**Task goal**.
Copy every line of the material between the lines holding "Exercise. For every instance of the foliage, find" and "[(118, 47), (156, 102), (190, 89)]", inclusive, with the requests kept in full, and shift each coordinate in the answers up by 49. Leave the sample coordinates inside the requests unchanged.

---

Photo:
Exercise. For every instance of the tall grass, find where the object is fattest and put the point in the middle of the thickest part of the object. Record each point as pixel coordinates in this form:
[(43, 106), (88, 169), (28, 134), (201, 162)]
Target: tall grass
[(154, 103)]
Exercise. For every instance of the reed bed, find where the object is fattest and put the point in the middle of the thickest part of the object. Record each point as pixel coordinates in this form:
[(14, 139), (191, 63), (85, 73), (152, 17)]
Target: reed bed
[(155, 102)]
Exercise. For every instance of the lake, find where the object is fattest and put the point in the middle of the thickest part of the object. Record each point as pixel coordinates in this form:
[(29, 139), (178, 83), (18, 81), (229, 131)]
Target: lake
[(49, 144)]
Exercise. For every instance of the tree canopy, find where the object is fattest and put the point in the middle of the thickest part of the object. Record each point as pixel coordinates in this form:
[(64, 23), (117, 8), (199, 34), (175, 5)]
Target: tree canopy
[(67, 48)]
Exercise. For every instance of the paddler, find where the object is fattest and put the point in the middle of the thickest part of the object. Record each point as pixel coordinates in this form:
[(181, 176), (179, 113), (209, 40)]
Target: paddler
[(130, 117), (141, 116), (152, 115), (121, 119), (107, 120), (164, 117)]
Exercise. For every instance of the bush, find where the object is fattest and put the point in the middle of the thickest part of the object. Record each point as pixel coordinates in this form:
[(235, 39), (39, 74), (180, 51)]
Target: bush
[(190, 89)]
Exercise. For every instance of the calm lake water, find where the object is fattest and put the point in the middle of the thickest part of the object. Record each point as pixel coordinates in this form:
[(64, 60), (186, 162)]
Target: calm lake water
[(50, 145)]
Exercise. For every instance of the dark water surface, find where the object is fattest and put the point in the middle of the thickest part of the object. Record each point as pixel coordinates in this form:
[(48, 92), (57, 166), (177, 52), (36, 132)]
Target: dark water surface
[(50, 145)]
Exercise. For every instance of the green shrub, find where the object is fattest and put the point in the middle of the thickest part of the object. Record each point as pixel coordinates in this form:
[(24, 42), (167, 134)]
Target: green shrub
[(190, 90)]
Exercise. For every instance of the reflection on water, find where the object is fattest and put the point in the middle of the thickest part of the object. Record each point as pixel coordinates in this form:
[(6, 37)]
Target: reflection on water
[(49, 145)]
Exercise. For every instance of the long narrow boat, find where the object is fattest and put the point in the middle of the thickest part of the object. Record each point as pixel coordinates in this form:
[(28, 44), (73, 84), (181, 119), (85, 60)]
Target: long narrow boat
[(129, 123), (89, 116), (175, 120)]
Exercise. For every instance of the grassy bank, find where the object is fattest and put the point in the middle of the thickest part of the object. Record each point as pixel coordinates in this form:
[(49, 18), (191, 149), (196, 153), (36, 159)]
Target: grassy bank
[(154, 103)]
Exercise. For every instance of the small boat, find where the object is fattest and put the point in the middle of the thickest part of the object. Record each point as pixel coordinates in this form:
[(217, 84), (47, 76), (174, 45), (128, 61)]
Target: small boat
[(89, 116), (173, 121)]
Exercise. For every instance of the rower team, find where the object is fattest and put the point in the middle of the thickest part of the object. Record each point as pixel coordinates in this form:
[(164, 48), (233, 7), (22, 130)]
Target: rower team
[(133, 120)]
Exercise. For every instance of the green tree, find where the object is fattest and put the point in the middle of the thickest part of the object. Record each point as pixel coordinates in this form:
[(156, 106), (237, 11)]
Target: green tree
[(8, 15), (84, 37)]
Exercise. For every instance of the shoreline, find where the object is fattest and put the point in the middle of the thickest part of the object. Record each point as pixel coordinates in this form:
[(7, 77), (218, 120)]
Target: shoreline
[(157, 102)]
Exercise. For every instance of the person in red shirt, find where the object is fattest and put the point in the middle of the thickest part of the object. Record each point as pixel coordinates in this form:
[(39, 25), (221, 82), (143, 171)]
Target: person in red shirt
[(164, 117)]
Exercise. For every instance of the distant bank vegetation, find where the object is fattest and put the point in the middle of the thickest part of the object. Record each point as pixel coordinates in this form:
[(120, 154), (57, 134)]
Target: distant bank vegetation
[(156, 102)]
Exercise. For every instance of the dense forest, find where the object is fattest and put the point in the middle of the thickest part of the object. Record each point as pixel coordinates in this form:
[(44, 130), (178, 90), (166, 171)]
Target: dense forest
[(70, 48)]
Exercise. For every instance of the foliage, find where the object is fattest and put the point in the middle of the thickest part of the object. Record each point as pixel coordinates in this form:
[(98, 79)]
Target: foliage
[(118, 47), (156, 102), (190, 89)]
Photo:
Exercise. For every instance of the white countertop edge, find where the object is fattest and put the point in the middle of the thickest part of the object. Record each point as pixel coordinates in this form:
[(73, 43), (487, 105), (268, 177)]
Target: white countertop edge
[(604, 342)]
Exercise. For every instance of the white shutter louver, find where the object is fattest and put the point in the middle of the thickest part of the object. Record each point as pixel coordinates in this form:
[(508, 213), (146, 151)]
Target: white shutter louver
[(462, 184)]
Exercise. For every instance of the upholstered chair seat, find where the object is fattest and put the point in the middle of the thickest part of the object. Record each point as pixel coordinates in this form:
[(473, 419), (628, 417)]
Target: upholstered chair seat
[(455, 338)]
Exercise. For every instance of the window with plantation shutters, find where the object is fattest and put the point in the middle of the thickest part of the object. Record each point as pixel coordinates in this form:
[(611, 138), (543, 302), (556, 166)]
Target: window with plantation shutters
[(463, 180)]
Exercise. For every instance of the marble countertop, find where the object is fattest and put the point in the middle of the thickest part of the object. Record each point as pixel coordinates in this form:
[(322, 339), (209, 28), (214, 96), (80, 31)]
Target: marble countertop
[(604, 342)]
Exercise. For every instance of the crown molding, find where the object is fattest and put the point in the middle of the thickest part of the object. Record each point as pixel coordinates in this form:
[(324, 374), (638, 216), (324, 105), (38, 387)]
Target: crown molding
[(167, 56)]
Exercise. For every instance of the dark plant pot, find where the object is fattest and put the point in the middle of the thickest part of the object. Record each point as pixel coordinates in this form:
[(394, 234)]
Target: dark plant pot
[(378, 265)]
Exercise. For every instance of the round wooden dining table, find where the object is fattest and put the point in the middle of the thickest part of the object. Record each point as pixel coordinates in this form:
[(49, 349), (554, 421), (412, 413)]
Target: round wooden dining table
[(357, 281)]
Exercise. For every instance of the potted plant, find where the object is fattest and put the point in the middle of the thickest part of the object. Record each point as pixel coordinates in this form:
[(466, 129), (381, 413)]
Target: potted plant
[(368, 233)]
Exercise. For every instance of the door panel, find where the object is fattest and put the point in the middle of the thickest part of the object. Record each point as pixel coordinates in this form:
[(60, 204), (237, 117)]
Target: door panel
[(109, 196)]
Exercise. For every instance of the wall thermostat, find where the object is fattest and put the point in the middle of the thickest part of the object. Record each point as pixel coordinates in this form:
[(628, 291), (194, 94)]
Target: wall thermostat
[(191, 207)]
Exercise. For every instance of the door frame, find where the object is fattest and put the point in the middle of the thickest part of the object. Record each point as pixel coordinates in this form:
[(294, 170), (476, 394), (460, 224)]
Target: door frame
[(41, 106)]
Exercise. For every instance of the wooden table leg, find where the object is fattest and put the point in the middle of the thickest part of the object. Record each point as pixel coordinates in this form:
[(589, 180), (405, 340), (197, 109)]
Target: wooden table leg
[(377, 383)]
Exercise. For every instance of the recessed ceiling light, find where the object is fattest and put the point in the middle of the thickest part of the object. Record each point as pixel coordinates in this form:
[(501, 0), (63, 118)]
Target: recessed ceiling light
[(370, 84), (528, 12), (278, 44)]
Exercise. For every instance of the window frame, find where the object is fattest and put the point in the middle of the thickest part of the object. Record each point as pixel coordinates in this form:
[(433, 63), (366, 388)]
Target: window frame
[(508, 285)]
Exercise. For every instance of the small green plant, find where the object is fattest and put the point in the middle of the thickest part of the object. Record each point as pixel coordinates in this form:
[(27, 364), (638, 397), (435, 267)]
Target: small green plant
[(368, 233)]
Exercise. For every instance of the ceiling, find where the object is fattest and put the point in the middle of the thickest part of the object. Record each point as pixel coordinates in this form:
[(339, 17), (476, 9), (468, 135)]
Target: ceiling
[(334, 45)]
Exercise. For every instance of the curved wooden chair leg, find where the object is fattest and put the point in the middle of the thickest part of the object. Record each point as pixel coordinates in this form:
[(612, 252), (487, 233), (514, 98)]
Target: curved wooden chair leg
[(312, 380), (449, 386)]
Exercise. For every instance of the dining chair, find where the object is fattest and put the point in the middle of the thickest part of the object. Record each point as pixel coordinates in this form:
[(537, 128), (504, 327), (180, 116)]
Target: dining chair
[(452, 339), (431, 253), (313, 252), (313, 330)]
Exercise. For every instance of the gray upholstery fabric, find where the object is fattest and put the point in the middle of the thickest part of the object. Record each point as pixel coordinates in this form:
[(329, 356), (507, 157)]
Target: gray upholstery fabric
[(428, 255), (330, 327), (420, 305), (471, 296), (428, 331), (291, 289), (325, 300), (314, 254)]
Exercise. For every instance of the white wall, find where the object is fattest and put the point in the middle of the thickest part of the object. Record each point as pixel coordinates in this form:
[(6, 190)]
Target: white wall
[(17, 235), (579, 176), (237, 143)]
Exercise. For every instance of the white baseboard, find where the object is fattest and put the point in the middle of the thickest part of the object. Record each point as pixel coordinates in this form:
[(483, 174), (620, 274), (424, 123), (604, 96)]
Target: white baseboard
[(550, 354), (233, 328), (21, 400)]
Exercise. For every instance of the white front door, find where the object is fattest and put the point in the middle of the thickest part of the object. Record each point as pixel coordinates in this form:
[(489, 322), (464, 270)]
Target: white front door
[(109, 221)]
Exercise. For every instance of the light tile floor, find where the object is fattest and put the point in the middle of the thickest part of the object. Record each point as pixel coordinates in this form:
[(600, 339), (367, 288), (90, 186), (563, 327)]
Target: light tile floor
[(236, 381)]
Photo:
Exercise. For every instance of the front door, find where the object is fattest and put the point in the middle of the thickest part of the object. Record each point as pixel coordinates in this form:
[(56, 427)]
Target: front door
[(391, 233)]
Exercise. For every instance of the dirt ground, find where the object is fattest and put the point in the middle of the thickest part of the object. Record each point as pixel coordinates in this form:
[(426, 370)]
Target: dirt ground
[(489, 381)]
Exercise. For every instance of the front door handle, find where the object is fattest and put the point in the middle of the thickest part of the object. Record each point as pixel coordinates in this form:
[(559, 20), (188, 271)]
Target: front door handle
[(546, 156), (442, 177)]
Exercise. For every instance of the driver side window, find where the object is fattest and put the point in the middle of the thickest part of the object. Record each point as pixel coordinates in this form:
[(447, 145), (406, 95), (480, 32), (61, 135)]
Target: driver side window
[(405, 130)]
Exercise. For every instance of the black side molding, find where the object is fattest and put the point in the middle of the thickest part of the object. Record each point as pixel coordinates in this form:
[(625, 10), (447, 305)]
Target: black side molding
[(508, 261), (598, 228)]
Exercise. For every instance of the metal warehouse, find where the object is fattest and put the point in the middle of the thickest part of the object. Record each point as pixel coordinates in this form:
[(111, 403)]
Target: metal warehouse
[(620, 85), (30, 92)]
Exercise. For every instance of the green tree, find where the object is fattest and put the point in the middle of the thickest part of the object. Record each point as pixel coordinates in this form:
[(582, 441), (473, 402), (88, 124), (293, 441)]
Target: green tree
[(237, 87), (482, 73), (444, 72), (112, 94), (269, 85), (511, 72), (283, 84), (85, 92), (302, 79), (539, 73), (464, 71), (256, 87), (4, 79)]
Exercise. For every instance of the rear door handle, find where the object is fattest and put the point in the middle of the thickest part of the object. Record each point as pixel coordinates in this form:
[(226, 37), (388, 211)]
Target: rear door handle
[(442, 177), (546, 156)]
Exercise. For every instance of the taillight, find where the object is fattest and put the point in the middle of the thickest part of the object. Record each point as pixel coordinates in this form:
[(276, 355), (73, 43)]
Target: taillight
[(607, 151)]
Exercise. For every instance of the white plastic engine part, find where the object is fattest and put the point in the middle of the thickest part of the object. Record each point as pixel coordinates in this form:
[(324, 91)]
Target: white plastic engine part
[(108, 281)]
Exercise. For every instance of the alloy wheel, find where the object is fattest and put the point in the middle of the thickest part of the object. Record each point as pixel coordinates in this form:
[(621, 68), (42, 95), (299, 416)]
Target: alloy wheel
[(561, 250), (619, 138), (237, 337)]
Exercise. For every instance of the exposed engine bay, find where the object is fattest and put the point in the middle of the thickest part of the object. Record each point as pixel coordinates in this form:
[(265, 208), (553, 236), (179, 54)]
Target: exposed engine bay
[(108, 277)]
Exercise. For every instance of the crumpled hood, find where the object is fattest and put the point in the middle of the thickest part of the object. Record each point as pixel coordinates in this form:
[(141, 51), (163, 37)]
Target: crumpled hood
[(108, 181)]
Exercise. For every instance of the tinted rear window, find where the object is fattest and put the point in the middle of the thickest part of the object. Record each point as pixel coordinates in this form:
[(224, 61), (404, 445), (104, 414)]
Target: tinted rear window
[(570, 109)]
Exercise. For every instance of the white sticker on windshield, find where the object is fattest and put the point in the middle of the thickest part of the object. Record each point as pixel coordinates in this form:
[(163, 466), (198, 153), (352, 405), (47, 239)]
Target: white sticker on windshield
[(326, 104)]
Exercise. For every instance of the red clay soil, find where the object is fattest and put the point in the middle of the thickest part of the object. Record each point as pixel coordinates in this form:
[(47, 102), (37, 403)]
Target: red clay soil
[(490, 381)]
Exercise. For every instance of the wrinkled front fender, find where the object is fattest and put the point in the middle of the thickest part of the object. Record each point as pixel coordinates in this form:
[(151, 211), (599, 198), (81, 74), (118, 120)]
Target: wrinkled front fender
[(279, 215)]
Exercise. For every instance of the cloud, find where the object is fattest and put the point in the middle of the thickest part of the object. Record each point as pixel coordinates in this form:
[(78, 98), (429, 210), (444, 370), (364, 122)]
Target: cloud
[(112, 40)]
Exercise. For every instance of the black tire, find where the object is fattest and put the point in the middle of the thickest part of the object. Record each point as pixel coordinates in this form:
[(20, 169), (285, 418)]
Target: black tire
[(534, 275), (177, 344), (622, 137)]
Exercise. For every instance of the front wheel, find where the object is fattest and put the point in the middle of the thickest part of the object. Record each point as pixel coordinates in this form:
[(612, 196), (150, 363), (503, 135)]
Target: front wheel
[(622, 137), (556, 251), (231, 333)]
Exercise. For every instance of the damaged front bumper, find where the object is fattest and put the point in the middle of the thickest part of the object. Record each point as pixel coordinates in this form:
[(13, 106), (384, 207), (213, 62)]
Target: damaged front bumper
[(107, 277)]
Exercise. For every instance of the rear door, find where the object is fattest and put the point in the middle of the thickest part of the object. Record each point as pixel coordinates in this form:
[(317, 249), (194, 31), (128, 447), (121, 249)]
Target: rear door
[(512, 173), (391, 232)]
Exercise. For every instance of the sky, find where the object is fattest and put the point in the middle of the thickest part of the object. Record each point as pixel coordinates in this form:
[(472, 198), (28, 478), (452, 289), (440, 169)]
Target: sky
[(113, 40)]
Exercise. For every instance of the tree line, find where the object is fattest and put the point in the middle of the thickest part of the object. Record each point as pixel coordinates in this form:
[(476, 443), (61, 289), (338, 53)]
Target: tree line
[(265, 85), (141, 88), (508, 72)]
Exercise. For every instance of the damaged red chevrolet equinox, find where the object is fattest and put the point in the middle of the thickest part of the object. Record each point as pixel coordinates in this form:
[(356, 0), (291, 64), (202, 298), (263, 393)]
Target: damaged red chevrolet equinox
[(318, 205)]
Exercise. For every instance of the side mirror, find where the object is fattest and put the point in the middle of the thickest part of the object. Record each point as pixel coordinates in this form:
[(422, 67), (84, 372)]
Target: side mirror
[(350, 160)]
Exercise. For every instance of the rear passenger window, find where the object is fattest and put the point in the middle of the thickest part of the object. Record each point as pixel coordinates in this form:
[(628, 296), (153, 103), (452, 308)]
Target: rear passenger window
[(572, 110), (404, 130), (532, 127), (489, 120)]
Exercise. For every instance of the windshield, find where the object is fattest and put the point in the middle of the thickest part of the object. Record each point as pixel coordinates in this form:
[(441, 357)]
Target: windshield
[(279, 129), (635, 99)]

---

**The completed task**.
Exercise. For every instance of the foliage, find where the object is fattest and put the point in the middle of the thickest part of the object. Record each point as pixel coordinates in this form:
[(98, 79)]
Target: foliage
[(167, 96), (205, 151), (239, 138)]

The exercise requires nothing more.